EXERCISE:
Copy the records below in full, changing no character.

Records contained in a dataset:
_____

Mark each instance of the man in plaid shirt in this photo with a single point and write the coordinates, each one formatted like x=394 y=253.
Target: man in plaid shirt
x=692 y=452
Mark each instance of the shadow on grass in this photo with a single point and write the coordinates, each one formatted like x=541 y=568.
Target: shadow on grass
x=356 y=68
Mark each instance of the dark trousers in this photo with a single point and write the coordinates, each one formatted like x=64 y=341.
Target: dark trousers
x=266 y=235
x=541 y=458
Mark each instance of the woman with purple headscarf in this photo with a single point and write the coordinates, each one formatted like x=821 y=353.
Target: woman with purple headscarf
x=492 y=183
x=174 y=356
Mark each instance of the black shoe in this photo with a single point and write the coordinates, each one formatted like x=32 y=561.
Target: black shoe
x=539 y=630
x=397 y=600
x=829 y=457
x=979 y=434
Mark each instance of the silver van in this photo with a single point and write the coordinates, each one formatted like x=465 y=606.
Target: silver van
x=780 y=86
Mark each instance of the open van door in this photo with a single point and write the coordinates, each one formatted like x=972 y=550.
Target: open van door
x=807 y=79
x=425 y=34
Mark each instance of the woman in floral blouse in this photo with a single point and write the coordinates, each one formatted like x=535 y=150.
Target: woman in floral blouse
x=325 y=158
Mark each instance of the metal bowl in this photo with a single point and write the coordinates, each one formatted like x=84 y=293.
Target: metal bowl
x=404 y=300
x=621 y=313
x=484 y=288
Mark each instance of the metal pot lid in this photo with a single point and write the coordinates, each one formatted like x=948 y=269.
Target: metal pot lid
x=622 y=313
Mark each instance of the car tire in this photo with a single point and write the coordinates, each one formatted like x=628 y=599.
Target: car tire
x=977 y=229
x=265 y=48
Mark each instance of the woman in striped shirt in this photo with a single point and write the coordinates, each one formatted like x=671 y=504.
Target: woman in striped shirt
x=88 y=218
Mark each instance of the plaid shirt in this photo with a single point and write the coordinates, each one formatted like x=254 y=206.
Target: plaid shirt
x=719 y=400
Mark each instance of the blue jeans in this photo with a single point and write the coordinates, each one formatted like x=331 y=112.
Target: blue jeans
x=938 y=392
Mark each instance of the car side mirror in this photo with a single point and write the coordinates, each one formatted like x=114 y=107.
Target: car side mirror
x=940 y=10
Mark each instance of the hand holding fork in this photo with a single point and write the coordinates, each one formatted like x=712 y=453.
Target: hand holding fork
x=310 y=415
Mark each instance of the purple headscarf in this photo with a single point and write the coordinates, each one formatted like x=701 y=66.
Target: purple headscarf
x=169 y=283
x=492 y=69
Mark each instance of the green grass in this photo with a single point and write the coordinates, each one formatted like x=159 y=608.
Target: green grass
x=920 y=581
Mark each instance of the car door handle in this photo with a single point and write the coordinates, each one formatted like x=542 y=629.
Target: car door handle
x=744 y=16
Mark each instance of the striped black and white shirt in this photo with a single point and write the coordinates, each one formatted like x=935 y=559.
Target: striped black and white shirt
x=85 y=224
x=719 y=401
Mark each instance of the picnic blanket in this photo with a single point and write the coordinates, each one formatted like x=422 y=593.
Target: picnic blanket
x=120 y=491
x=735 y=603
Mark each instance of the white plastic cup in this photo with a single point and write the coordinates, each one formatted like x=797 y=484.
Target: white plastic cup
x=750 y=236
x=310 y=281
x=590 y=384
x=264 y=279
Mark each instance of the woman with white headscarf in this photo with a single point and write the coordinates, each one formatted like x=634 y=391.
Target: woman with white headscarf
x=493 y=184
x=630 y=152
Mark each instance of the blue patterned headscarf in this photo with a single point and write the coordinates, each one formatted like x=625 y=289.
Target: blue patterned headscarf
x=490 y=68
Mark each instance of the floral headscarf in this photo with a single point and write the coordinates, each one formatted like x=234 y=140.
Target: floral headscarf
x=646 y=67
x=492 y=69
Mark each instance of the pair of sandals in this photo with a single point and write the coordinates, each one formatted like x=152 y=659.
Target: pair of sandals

_____

SOLUTION TO THE EXERCISE:
Mark each instance of the man in plaid shirt in this photo with a single point and write the coordinates, each one formatted like x=394 y=253.
Target: man in plaid shirt
x=692 y=452
Mark each instance of the shadow on grass in this photo with a single point and write the coordinates, each one formatted like x=541 y=568.
Target: shadow on grass
x=356 y=68
Mark each instance of the dark trousers in this photo with a single point and write the coordinates, each one formatted like x=64 y=341.
Target: dark trousers
x=266 y=235
x=541 y=458
Mark each instance of the woman with purple headscarf in this photo with a single point and write the coordinates, each one formatted like x=821 y=353.
Target: woman with purple headscarf
x=492 y=183
x=174 y=356
Mark each instance of the black shoe in this photo with a single point and write the coordinates, each one formatted like x=32 y=561.
Target: black shoe
x=539 y=630
x=397 y=600
x=829 y=457
x=979 y=434
Mark each instance of the silver van in this photo with a single point and write the coordinates, each one formatted like x=465 y=606.
Target: silver van
x=780 y=86
Mark each instance of the open van door in this photo with a single point and write the coordinates, each one formatted like x=972 y=550.
Target: open van door
x=807 y=79
x=425 y=34
Mark each instance of the woman in floral blouse in this photo with a single point and write the coordinates, each one formatted like x=535 y=150.
Target: woman in floral blouse
x=325 y=158
Mark each instance of the metal bowl in this photo with a single point and write the coordinates, each one formatted like x=84 y=293.
Target: metal bowl
x=404 y=300
x=621 y=313
x=484 y=288
Mark each instance of the metal pot lid in this photo with a single point and write the coordinates, each one formatted like x=948 y=269.
Target: metal pot lid
x=622 y=313
Mark each instance of the car tire in this photo with a single point and write the coordinates, each one formatted like x=628 y=599.
Target: car tire
x=977 y=229
x=265 y=48
Mark each instance of the woman in striped shirt in this photo with a single point and write the coordinates, each one formatted like x=671 y=504.
Target: woman in striped shirt
x=88 y=218
Mark each instance of the plaid shirt in this photo with a single point and write the coordinates, each one formatted like x=254 y=206.
Target: plaid shirt
x=719 y=400
Mark each instance of the blue jeans in this photo with a single point and write the coordinates, each one formatted like x=331 y=112.
Target: blue jeans
x=938 y=392
Mark each instance of the car side mirror in this photo with a single point and write the coordinates, each one formatted like x=114 y=107.
Target: car side mirror
x=940 y=10
Mark each instance of the hand holding fork in this photo with a single point and write the coordinates, each one formatted like x=712 y=453.
Target: hand holding fork
x=310 y=415
Mark each instance of the purple headscarf in this photo with a single point and write the coordinates, each one formatted like x=701 y=66.
Target: purple headscarf
x=169 y=283
x=492 y=69
Mark each instance of the green grass in this photo with a single point and write the coordinates, each one formatted like x=159 y=608.
Target: green grass
x=920 y=581
Mark each instance of the car door handle in this photo with a single point and write the coordinates, each one formatted like x=542 y=629.
Target: car door handle
x=744 y=16
Mark each instance of the striped black and white shirt in this photo with a single point and write the coordinates, each one formatted like x=935 y=559.
Target: striped black and white shirt
x=85 y=224
x=719 y=401
Mark each instance of the picnic blanket in this photo with a single point and write the coordinates, each one formatted like x=422 y=593.
Target: picnic blanket
x=120 y=491
x=735 y=603
Mark each instance of the white plastic cup in this photo with a single point and write the coordinates, each one formatted like x=797 y=484.
Target: white plastic cup
x=750 y=236
x=310 y=281
x=590 y=384
x=264 y=279
Mark each instance of the woman with white headscarf in this photo with a single point and write the coordinates, each one formatted like x=634 y=391.
Target: woman with white headscarf
x=493 y=184
x=630 y=152
Mark each instance of the blue patterned headscarf in this photo with a single point and write the coordinates, each one formatted like x=625 y=289.
Target: blue patterned headscarf
x=490 y=68
Mark each instance of the floral headscarf in this photo with a single point and write the coordinates, each one formatted like x=234 y=140.
Target: floral headscarf
x=646 y=67
x=492 y=69
Mark each instance of the pair of sandals in this photo with a single point and write the coordinates, each one formatted like x=152 y=659.
Target: pair of sandals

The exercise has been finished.